Nothing in the records may be altered. Repeat them in full.

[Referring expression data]

------

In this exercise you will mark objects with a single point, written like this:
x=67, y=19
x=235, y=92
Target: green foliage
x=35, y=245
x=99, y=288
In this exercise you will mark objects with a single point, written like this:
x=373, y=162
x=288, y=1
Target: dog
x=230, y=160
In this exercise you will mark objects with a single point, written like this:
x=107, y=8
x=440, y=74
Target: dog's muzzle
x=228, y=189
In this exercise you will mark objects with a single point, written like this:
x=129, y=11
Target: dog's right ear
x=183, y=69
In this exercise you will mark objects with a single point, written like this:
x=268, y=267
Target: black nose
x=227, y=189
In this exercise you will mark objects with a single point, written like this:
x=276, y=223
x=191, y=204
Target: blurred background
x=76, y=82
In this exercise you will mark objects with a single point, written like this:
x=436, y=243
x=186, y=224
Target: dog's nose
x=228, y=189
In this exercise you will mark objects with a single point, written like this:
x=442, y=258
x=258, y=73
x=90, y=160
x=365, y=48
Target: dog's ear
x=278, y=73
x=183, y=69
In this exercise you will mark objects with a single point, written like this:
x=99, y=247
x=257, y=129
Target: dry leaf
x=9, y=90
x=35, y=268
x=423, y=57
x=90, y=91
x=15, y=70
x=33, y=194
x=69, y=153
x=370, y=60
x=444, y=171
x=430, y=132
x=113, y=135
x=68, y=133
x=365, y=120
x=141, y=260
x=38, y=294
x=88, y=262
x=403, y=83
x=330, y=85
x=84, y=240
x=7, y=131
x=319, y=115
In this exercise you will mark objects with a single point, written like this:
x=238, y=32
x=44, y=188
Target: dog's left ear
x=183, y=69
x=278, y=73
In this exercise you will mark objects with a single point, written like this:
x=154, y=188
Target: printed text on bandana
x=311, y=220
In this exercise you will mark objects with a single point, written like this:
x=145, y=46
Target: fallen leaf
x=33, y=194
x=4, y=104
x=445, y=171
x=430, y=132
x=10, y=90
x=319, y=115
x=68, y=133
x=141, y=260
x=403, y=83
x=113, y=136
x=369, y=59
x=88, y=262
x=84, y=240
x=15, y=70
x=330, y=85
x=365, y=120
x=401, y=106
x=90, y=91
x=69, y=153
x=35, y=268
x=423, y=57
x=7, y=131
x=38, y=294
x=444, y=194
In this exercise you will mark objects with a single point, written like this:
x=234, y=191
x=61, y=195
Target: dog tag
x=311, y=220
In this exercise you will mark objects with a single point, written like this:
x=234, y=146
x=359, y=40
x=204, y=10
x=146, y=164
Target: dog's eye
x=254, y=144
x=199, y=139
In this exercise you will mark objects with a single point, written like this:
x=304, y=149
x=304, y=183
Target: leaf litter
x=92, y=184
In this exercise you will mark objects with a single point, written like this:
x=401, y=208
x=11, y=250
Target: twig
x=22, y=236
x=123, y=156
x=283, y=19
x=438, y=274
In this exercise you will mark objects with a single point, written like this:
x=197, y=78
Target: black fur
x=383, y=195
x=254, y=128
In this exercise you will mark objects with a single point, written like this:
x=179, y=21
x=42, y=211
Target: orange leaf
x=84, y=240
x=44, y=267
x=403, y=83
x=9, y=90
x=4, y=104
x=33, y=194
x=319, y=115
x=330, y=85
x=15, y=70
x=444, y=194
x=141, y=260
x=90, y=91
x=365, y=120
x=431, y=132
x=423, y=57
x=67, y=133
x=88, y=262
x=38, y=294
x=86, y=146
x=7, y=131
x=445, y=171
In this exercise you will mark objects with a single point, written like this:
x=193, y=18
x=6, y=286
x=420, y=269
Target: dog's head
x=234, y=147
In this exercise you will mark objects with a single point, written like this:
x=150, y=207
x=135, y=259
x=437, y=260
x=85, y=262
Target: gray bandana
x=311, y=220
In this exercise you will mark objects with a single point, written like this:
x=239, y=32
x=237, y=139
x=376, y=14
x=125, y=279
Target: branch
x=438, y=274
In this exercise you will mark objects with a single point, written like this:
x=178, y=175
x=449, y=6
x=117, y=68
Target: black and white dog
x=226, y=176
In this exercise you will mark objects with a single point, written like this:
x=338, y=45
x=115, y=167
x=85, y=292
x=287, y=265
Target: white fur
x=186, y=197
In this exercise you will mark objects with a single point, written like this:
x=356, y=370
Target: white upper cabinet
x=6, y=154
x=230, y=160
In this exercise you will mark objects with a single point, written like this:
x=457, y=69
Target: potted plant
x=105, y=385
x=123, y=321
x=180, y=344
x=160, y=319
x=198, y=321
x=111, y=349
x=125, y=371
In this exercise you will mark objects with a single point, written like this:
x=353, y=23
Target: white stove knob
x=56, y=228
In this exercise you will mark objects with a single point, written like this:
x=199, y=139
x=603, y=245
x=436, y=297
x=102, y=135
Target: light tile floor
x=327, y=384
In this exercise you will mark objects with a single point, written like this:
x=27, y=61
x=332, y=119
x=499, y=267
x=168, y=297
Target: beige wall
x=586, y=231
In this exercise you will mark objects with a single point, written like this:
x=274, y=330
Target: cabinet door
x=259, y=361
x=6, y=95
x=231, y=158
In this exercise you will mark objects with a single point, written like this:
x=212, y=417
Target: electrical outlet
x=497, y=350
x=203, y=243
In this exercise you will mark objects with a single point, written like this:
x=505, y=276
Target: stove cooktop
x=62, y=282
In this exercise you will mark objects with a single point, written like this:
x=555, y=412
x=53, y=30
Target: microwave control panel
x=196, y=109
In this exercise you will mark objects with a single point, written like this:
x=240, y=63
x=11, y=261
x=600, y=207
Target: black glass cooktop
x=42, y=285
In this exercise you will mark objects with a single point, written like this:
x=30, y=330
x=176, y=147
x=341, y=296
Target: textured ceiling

------

■ **Solution to this problem**:
In this exercise you will mark objects with a single point, written like this:
x=67, y=19
x=235, y=92
Target: green foliage
x=35, y=245
x=99, y=288
In this exercise you will mark objects with a single point, written like this:
x=373, y=162
x=288, y=1
Target: dog
x=230, y=160
In this exercise you will mark objects with a single point, written like this:
x=107, y=8
x=440, y=74
Target: dog's muzzle
x=228, y=189
In this exercise you will mark objects with a single point, written like this:
x=129, y=11
Target: dog's right ear
x=183, y=69
In this exercise you will mark objects with a single point, written like this:
x=268, y=267
Target: black nose
x=227, y=189
In this exercise you will mark objects with a single point, written like this:
x=276, y=223
x=191, y=204
Target: blurred background
x=76, y=82
In this exercise you will mark objects with a single point, written like this:
x=436, y=243
x=186, y=224
Target: dog's nose
x=228, y=189
In this exercise you will mark objects with a single point, written like this:
x=442, y=258
x=258, y=73
x=90, y=160
x=365, y=48
Target: dog's ear
x=278, y=73
x=183, y=69
In this exercise you will mark objects with a single point, written like this:
x=99, y=247
x=257, y=129
Target: dry leaf
x=9, y=90
x=35, y=268
x=423, y=57
x=90, y=91
x=15, y=70
x=33, y=194
x=69, y=153
x=370, y=60
x=444, y=171
x=430, y=132
x=113, y=135
x=68, y=133
x=365, y=120
x=141, y=260
x=38, y=294
x=88, y=262
x=403, y=83
x=330, y=85
x=84, y=240
x=7, y=131
x=319, y=115
In this exercise you will mark objects with a single point, written like this:
x=238, y=32
x=44, y=188
Target: dog's left ear
x=183, y=69
x=278, y=73
In this exercise you will mark objects with a single point, written like this:
x=154, y=188
Target: printed text on bandana
x=311, y=220
In this exercise you will mark objects with a single point, written like this:
x=145, y=46
Target: fallen leaf
x=33, y=194
x=4, y=104
x=445, y=171
x=430, y=132
x=10, y=90
x=319, y=115
x=68, y=133
x=141, y=260
x=403, y=83
x=113, y=136
x=369, y=59
x=88, y=262
x=84, y=240
x=15, y=70
x=330, y=85
x=365, y=120
x=401, y=106
x=90, y=91
x=69, y=153
x=35, y=268
x=423, y=57
x=7, y=131
x=38, y=294
x=444, y=194
In this exercise you will mark objects with a single point, written like this:
x=234, y=191
x=61, y=195
Target: dog tag
x=311, y=220
In this exercise you will mark objects with a single point, written like this:
x=234, y=146
x=359, y=40
x=204, y=10
x=146, y=164
Target: dog's eye
x=254, y=144
x=199, y=139
In this exercise you will mark objects with a single point, written like this:
x=304, y=149
x=304, y=183
Target: leaf litter
x=92, y=184
In this exercise you will mark objects with a single point, written like this:
x=401, y=208
x=11, y=250
Target: twig
x=22, y=236
x=123, y=156
x=283, y=19
x=438, y=274
In this exercise you will mark objects with a single point, written like this:
x=197, y=78
Target: black fur
x=383, y=195
x=254, y=128
In this exercise you will mark objects with a single point, written like this:
x=179, y=21
x=42, y=211
Target: orange leaf
x=84, y=240
x=44, y=267
x=403, y=83
x=9, y=90
x=4, y=104
x=33, y=194
x=319, y=115
x=330, y=85
x=15, y=70
x=444, y=194
x=141, y=260
x=90, y=91
x=365, y=120
x=431, y=132
x=423, y=57
x=67, y=133
x=88, y=262
x=38, y=294
x=86, y=146
x=7, y=131
x=445, y=171
In this exercise you will mark objects with a single point, written like this:
x=193, y=18
x=6, y=286
x=420, y=269
Target: dog's head
x=234, y=147
In this exercise you will mark objects with a single point, written like this:
x=150, y=207
x=135, y=259
x=437, y=260
x=85, y=262
Target: gray bandana
x=311, y=220
In this exercise you will mark objects with a single point, written like this:
x=239, y=32
x=237, y=139
x=376, y=14
x=125, y=279
Target: branch
x=438, y=274
In this exercise you will mark objects with a single point, written like this:
x=178, y=175
x=449, y=6
x=117, y=68
Target: black and white dog
x=226, y=176
In this exercise you will mark objects with a single point, written like this:
x=338, y=45
x=115, y=167
x=85, y=292
x=287, y=265
Target: white fur
x=186, y=197
In this exercise you will mark objects with a single point, written like this:
x=356, y=370
Target: white upper cabinet
x=6, y=154
x=230, y=160
In this exercise you will mark objects with a single point, written like this:
x=457, y=69
Target: potted plant
x=105, y=385
x=123, y=321
x=180, y=344
x=160, y=319
x=198, y=321
x=111, y=349
x=125, y=371
In this exercise you will mark objects with a single point, written like this:
x=353, y=23
Target: white stove knob
x=56, y=228
In this exercise you will mark objects with a single point, written like this:
x=199, y=139
x=603, y=245
x=436, y=297
x=102, y=135
Target: light tile floor
x=327, y=384
In this exercise you will mark objects with a single point, written like this:
x=27, y=61
x=332, y=119
x=499, y=267
x=168, y=297
Target: beige wall
x=586, y=231
In this exercise you will mark objects with a single point, written like this:
x=274, y=330
Target: cabinet door
x=259, y=361
x=6, y=95
x=231, y=158
In this exercise you will mark objects with a single point, written like this:
x=212, y=417
Target: electrical outlet
x=497, y=350
x=203, y=243
In this exercise you will mark objects with a single point, written like this:
x=505, y=276
Target: stove cooktop
x=62, y=282
In this exercise you will mark objects with a single point, written like this:
x=555, y=412
x=53, y=30
Target: microwave control panel
x=196, y=109
In this exercise you will mark objects with a single point, written like this:
x=240, y=63
x=11, y=261
x=600, y=207
Target: black glass cooktop
x=42, y=285
In this exercise you will mark objects with a single point, written like this:
x=30, y=330
x=176, y=147
x=341, y=296
Target: textured ceiling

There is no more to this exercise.